(Problem to solve) Starting at the line that contains "If you could identify the porch post" and ending at the last line of the rows, give every line as a JSON list of strings, one string per line and no blank lines. Leave the pictures out of your answer.

[Rows from a pointing dataset]
======
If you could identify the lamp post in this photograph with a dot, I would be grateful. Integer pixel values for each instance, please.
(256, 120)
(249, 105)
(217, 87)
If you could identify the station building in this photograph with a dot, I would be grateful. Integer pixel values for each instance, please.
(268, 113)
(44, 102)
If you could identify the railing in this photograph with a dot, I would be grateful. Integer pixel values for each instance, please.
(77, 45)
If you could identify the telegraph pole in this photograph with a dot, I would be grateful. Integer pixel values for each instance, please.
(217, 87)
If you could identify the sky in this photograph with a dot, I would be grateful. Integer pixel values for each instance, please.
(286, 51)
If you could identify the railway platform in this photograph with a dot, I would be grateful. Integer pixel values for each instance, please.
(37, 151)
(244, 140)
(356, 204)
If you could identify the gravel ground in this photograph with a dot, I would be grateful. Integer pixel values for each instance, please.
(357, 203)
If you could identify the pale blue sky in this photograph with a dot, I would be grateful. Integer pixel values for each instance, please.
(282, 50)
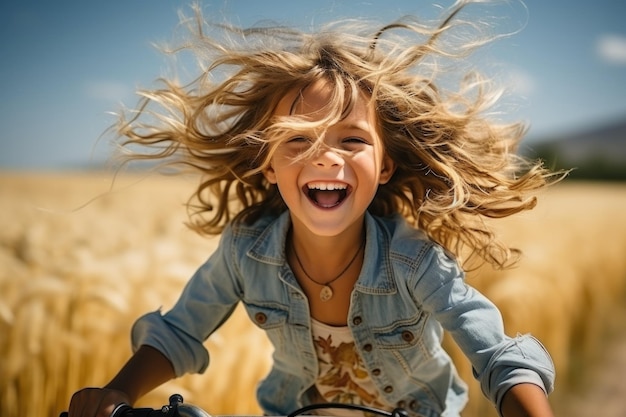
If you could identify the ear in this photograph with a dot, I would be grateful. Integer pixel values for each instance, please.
(387, 168)
(270, 174)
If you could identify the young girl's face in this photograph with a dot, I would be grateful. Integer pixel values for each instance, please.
(329, 191)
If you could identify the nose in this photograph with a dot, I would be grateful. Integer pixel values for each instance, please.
(327, 157)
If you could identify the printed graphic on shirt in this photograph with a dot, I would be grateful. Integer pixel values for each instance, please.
(343, 377)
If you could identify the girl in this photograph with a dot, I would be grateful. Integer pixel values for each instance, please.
(349, 192)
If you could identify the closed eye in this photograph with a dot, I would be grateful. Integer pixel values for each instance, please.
(355, 139)
(299, 139)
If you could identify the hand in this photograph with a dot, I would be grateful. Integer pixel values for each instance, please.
(96, 402)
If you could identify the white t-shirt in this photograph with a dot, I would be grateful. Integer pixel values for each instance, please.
(342, 377)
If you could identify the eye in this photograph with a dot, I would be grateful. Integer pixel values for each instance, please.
(355, 140)
(299, 140)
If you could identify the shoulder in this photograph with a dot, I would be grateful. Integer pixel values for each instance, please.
(412, 252)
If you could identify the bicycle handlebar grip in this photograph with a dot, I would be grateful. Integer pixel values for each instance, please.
(119, 411)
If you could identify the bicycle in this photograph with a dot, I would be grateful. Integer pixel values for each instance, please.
(176, 408)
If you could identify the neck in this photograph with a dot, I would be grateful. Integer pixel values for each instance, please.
(324, 256)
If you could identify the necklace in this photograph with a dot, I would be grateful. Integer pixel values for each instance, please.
(326, 293)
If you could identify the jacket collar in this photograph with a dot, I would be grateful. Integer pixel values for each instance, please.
(377, 273)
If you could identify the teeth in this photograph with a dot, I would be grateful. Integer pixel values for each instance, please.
(330, 186)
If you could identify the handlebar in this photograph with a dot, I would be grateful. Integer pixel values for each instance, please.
(176, 408)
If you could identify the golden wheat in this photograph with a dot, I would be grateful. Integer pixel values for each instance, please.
(74, 276)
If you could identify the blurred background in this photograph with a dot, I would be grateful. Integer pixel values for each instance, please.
(81, 257)
(67, 64)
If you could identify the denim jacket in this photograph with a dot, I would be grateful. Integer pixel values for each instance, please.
(408, 291)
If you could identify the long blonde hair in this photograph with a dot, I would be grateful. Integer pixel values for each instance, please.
(454, 166)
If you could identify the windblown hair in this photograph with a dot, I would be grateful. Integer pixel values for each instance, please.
(454, 166)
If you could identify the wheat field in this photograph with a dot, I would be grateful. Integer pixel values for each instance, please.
(79, 261)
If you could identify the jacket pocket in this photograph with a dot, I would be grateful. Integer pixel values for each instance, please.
(268, 316)
(401, 334)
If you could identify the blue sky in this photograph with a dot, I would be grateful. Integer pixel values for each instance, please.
(65, 64)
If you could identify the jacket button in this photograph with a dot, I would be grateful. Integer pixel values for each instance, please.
(260, 318)
(407, 336)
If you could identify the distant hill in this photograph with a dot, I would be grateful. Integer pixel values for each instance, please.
(596, 154)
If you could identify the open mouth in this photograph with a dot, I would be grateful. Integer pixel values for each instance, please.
(326, 194)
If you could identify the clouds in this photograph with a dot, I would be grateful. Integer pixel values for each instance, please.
(612, 49)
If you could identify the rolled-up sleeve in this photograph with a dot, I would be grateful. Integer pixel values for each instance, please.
(520, 360)
(206, 302)
(498, 361)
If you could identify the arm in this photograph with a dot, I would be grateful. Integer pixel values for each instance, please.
(145, 370)
(526, 400)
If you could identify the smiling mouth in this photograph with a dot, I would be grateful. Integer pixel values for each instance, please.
(326, 194)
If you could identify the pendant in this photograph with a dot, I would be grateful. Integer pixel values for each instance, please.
(326, 293)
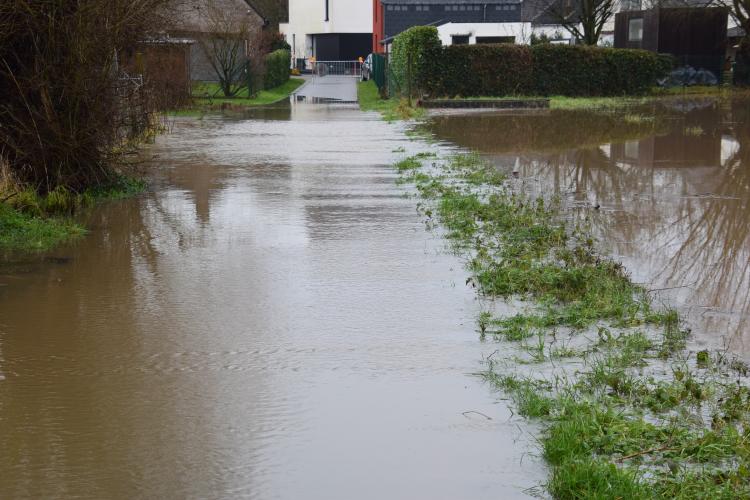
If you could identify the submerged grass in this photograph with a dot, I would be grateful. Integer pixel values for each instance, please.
(207, 96)
(30, 222)
(628, 413)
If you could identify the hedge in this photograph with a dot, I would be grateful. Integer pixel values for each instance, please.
(277, 68)
(506, 69)
(414, 54)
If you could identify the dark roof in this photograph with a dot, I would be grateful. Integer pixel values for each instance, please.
(735, 32)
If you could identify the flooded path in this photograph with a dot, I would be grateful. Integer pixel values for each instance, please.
(665, 187)
(272, 321)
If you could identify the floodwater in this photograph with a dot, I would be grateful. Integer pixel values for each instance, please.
(665, 188)
(272, 321)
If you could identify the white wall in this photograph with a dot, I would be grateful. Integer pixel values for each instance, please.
(520, 31)
(307, 17)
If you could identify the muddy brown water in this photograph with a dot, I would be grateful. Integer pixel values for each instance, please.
(271, 321)
(665, 188)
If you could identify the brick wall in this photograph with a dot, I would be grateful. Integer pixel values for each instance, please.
(407, 16)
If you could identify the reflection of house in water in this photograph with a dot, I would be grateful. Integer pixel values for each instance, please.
(674, 150)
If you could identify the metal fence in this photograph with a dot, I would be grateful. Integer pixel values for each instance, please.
(338, 68)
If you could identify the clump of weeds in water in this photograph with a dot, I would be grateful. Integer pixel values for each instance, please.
(627, 411)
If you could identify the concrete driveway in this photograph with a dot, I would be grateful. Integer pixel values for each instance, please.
(336, 88)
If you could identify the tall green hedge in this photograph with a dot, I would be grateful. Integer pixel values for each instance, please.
(277, 68)
(414, 54)
(505, 69)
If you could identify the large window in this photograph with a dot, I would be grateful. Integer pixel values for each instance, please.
(635, 30)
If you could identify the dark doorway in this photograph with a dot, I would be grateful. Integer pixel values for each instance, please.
(342, 46)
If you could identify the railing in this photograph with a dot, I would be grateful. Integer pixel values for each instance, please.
(337, 68)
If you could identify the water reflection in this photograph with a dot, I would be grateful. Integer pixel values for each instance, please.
(272, 321)
(666, 188)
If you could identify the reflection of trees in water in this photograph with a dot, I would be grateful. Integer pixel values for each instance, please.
(542, 132)
(714, 253)
(672, 205)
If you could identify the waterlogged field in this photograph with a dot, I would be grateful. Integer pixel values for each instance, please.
(634, 405)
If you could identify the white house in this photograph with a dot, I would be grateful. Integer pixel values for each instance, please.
(518, 33)
(329, 30)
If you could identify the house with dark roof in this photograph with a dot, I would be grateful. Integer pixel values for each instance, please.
(465, 21)
(328, 30)
(202, 20)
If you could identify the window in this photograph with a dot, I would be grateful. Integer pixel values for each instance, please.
(635, 30)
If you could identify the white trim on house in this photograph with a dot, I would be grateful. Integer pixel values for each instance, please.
(308, 18)
(520, 32)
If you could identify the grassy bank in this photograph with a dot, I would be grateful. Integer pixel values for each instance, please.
(33, 223)
(207, 95)
(391, 109)
(628, 410)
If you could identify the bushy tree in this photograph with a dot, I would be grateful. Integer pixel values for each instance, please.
(62, 98)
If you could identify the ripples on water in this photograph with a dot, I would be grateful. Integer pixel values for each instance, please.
(272, 321)
(666, 188)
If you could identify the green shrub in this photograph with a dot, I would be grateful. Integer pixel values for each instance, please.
(502, 69)
(543, 69)
(277, 68)
(594, 71)
(417, 52)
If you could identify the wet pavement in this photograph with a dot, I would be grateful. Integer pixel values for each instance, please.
(666, 188)
(330, 88)
(272, 321)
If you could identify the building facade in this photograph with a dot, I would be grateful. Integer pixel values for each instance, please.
(466, 21)
(329, 30)
(696, 37)
(203, 21)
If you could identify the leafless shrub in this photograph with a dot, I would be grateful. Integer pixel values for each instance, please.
(60, 81)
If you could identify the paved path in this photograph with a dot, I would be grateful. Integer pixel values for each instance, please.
(339, 88)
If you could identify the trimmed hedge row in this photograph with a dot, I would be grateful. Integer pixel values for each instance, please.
(543, 69)
(413, 55)
(277, 68)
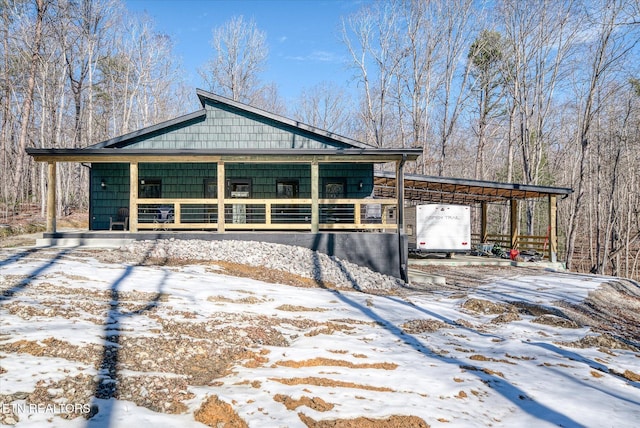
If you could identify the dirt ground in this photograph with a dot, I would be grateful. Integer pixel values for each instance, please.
(613, 311)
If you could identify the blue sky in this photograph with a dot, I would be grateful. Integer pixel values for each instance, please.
(302, 35)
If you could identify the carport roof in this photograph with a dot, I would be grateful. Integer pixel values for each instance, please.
(424, 188)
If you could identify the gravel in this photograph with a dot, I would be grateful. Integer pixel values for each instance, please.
(295, 260)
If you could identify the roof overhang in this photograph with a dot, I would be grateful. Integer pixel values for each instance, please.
(424, 188)
(110, 155)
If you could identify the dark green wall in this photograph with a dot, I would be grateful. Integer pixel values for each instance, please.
(186, 180)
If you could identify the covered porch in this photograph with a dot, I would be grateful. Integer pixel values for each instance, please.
(234, 209)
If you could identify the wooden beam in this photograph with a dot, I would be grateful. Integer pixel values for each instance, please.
(553, 229)
(206, 158)
(133, 196)
(400, 194)
(315, 206)
(221, 195)
(484, 236)
(515, 227)
(51, 198)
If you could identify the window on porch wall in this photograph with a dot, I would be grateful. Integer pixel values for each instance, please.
(335, 188)
(289, 213)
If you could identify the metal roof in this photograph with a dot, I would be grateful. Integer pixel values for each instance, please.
(373, 155)
(425, 188)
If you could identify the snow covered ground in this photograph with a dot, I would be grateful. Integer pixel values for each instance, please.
(88, 343)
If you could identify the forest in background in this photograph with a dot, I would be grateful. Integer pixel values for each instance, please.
(534, 92)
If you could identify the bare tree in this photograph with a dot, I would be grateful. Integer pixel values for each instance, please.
(371, 39)
(326, 106)
(486, 56)
(240, 54)
(608, 49)
(539, 37)
(27, 104)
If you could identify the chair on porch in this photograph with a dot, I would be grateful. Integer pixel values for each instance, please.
(121, 219)
(163, 216)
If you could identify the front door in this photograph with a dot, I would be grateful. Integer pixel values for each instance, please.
(239, 188)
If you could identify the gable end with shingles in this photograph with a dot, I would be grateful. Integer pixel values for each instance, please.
(226, 124)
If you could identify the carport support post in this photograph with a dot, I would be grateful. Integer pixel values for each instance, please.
(133, 197)
(515, 228)
(315, 206)
(553, 230)
(402, 238)
(484, 236)
(221, 194)
(51, 198)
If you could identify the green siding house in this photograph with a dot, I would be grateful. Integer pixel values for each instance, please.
(232, 171)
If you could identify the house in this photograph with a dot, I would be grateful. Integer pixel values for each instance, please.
(232, 171)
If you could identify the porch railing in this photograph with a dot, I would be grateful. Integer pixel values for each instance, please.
(265, 214)
(539, 244)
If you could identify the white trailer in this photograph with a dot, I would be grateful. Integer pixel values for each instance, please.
(439, 228)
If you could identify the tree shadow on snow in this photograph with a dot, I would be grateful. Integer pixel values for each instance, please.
(47, 264)
(106, 390)
(510, 392)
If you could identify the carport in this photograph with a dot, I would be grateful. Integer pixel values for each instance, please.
(443, 190)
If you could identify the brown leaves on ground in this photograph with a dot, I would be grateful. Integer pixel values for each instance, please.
(395, 421)
(215, 413)
(321, 381)
(315, 403)
(316, 362)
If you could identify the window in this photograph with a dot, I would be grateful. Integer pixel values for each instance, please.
(286, 189)
(335, 188)
(149, 188)
(210, 188)
(239, 188)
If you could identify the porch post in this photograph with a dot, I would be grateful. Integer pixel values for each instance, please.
(484, 236)
(400, 194)
(220, 182)
(133, 196)
(515, 228)
(553, 232)
(315, 206)
(51, 198)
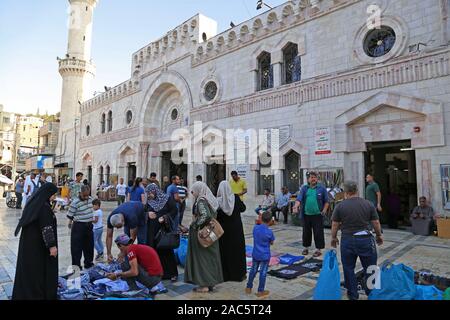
======
(Reply to the exercise)
[
  "If you could identify the porch post in this photograph with a dot, I would be grateful. Integer pixel values for each instance, please.",
  "(484, 236)",
  "(400, 194)",
  "(220, 182)",
  "(133, 196)",
  "(515, 228)",
  "(553, 232)",
  "(315, 206)",
  "(51, 198)"
]